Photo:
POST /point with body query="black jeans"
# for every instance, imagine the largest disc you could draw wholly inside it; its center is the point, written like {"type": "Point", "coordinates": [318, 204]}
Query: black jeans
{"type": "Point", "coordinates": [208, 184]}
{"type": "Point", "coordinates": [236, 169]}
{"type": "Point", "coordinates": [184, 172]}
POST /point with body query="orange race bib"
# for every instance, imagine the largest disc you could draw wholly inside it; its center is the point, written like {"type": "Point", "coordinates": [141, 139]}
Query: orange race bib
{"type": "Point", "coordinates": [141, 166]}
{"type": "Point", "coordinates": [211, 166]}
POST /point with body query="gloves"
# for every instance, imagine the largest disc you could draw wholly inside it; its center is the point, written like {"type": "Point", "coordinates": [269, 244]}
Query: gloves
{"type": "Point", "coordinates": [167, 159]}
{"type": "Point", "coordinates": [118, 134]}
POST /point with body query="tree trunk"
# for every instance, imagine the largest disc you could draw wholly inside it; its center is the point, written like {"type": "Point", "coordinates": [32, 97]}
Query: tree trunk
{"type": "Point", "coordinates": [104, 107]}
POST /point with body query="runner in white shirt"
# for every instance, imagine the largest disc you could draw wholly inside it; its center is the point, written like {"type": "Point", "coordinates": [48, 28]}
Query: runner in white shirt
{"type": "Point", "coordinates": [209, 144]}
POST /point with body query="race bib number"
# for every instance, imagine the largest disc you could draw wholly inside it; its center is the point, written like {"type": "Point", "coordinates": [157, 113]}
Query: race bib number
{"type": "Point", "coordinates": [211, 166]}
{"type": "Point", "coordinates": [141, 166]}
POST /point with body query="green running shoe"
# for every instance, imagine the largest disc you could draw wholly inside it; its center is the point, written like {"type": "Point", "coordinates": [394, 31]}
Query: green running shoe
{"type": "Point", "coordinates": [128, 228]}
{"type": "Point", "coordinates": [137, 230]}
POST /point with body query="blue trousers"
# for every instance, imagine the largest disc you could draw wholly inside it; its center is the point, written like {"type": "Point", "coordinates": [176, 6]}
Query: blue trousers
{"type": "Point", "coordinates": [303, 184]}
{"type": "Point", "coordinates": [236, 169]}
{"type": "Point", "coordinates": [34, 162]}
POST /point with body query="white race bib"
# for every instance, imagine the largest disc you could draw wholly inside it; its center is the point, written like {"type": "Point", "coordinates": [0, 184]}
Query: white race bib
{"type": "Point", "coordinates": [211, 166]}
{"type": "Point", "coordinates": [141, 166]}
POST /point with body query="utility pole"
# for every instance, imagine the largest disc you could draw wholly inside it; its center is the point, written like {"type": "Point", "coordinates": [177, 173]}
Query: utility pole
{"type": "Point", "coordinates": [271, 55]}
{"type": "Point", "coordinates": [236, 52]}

#####

### Your goal
Copy out the material word for word and line for line.

### Output of the task
Photo:
POST /point with body query="black jeans"
# for every instance, imagine the largest disc you could draw wholly inside it; its center is the point, written like {"type": "Point", "coordinates": [318, 204]}
Query: black jeans
{"type": "Point", "coordinates": [208, 184]}
{"type": "Point", "coordinates": [236, 169]}
{"type": "Point", "coordinates": [184, 172]}
POST /point with body query="orange race bib"
# for every instance, imagine the largest disc you could draw wholly inside it; its center is the point, written like {"type": "Point", "coordinates": [141, 139]}
Query: orange race bib
{"type": "Point", "coordinates": [141, 166]}
{"type": "Point", "coordinates": [211, 166]}
POST /point with body query="gloves"
# for every instance, imagine the largest disc you could draw wholly inside it; its center is the point, written like {"type": "Point", "coordinates": [269, 244]}
Query: gloves
{"type": "Point", "coordinates": [167, 159]}
{"type": "Point", "coordinates": [118, 134]}
POST /point with body query="tree trunk"
# for every instance, imagine the largest disc you could draw wholly inside it; its center is the point, written like {"type": "Point", "coordinates": [32, 97]}
Query: tree trunk
{"type": "Point", "coordinates": [104, 107]}
POST /point with body query="runner in white shirt"
# for every instance, imagine the largest disc you could draw wholly inside it; its center is the point, written like {"type": "Point", "coordinates": [48, 28]}
Query: runner in white shirt
{"type": "Point", "coordinates": [209, 144]}
POST /point with body query="race bib number"
# for every instance, imagine the largest disc you could draw wholly inside it; its center is the point, written like {"type": "Point", "coordinates": [157, 113]}
Query: race bib number
{"type": "Point", "coordinates": [211, 166]}
{"type": "Point", "coordinates": [141, 166]}
POST /point with body query="green running shoe"
# for every instance, imagine the largest disc you could draw wholly inside it; its center is the point, written like {"type": "Point", "coordinates": [394, 31]}
Query: green running shoe
{"type": "Point", "coordinates": [128, 228]}
{"type": "Point", "coordinates": [137, 230]}
POST /point with body query="blue trousers"
# for every instance, imagine the largest disc you could draw wholly inside it; its center is the point, written like {"type": "Point", "coordinates": [176, 6]}
Query: blue trousers
{"type": "Point", "coordinates": [303, 184]}
{"type": "Point", "coordinates": [236, 169]}
{"type": "Point", "coordinates": [34, 162]}
POST /point with body query="white race bib"
# for every instance, imagine the largest disc you could draw wholly inside it; its center is the point, written like {"type": "Point", "coordinates": [0, 184]}
Query: white race bib
{"type": "Point", "coordinates": [211, 166]}
{"type": "Point", "coordinates": [141, 166]}
POST /point with body query="utility pole"
# for every instance, imagine the largest disc you could draw wholly inside it; its center is the point, written like {"type": "Point", "coordinates": [177, 173]}
Query: utility pole
{"type": "Point", "coordinates": [271, 55]}
{"type": "Point", "coordinates": [236, 52]}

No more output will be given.